When an extraction solvent is conventionally added to the mixture of raw product and
water, between 30 and 60 percent of the asphaltenes in the crude oil are typically
"rejected" and lost to the water phase along with the smaller non-petroleum particulate
solids. As a result, the froth-treated crude oil that is separated out from the non-petroleum
material corresponds to an asphaltene-depleted crude oil.
[0024] To facilitate the production of asphalt from a froth-treated crude oil, the loss
of asphaltenes can be reduced or minimized. Methods for reducing or minimizing the
loss of asphaltenes from a froth-treated crude oil are described in more detail below.
[0025] After forming a froth-treated crude oil, the froth-treated crude will typically be
transported to a refinery for further processing. For example, after recovery of the
extraction solvent used for treating the froth during formation of a froth-treated
crude oil, the resulting froth-treated crude oil will typically have a high viscosity
that is not suitable for transport in a pipeline. In order to transport the froth-treated
crude oil, the froth-treated crude oil can be mixed with a lighter fraction that is
compatible with pipeline and refinery processes, such as a naphtha or kerosene fraction.
The froth-treated crude can then be transported to a refinery. Other methods may be
used to prepare other types of asphaltene-depleted crudes for pipeline transport (or
other transport).
[0026] At a refinery, a froth-treated crude oil could be used directly as a crude oil. Alternatively,
the froth-treated crude oil can be blended with one or more crude oils or crude fractions.
Crude oils suitable for blending prior to distillation can include whole crudes, reduced
crudes, synthetic crudes, or other convenient crude fractions that contain material
suitable for incorporation into an asphalt. This blending can occur at the refinery
or prior to reaching the refinery. To form asphalt, the froth-treated crude or the
blend of crudes containing the froth-treated crude is distilled. Typically the crude(s)
will be distilled by atmospheric distillation followed by vacuum distillation. The
bottoms cut from the vacuum distillation represents the fraction for potential use
as an asphalt feedstock.
[0027] Before or after distillation, other feedstocks can be blended with the vacuum distillation
bottoms, such as heavy oils that include at least a portion of asphaltenes. Thus,
in addition to other crudes or crude fractions, other suitable feedstocks for blending
include straight run vacuum residue, mixtures of vacuum residue with diluents such
as vacuum tower wash oil, paraffin distillate, aromatic and naphthenic oils and mixtures
thereof, oxidized vacuum residues or oxidized mixtures of vacuum residues and diluent
oils and the like.

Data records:

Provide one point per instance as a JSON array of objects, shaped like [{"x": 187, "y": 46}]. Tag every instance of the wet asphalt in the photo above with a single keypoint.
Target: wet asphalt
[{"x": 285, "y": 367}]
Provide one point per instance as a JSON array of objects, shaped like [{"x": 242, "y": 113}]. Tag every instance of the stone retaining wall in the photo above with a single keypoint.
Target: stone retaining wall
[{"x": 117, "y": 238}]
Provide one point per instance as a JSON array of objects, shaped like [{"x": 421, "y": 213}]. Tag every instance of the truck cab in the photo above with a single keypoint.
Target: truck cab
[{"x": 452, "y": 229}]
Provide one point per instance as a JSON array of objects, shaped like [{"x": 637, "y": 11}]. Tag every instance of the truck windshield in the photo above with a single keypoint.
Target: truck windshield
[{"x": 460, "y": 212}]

* LIST OF TASKS
A: Answer these questions from the passage on froth-treated crude oil:
(i) What share of the asphaltenes in the crude oil is typically rejected to the water phase when an extraction solvent is conventionally added?
(ii) Which lighter fractions are named as examples for mixing with the froth-treated crude oil before pipeline transport?
(iii) The bottoms cut from which distillation represents the fraction for potential use as an asphalt feedstock?
B: Transcribe the portion of the passage on froth-treated crude oil that begins at the words "will be distilled" and stops after "and the like.".
C: Finish out the next part of the passage on froth-treated crude oil, picking up from its final sentence.
The entries play no part in any of this work.

* ANSWERS FOR THE TASKS
A:
(i) Between 30 and 60 percent.
(ii) A naphtha or kerosene fraction.
(iii) The vacuum distillation.

B:
will be distilled by atmospheric distillation followed by vacuum distillation. The
bottoms cut from the vacuum distillation represents the fraction for potential use
as an asphalt feedstock.
[0027] Before or after distillation, other feedstocks can be blended with the vacuum distillation
bottoms, such as heavy oils that include at least a portion of asphaltenes. Thus,
in addition to other crudes or crude fractions, other suitable feedstocks for blending
include straight run vacuum residue, mixtures of vacuum residue with diluents such
as vacuum tower wash oil, paraffin distillate, aromatic and naphthenic oils and mixtures
thereof, oxidized vacuum residues or oxidized mixtures of vacuum residues and diluent
oils and the like.

C:
[0028] Any convenient amount of a froth-treated crude fraction may be blended with other
feedstocks for forming a feed mixture to produce an asphalt feedstock. One option
is to characterize the amount of froth-treated crude fraction in a mixture of crude
fractions prior to distillation to form an asphalt feed. The amount of froth-treated
crude fraction in the mixture of crude fractions can be at least 10 wt% of the mixture,
such as at least 25 wt% of the mixture, or at least 40 wt% of the mixture, or at least
50 wt% of the mixture. Additionally or alternately, the amount of froth-treated crude
fraction in the mixture of crude fractions can be 90 wt% of the mixture or less, such
as 75 wt% of the mixture or less, or 50 wt% of the mixture or less.
[0029] Alternatively, if an asphalt feed based on a froth-treated crude is blended with
other asphalt feeds after distillation to form the asphalt feed, the amount of froth-treated
crude in the asphalt fraction can be characterized. The amount of froth-treated crude
in an asphalt fraction can be at least 25 wt% of the mixture, such as at least 40
wt% of the mixture and/or 75 wt% or less of the mixture, such as 60 wt% or less of
the mixture.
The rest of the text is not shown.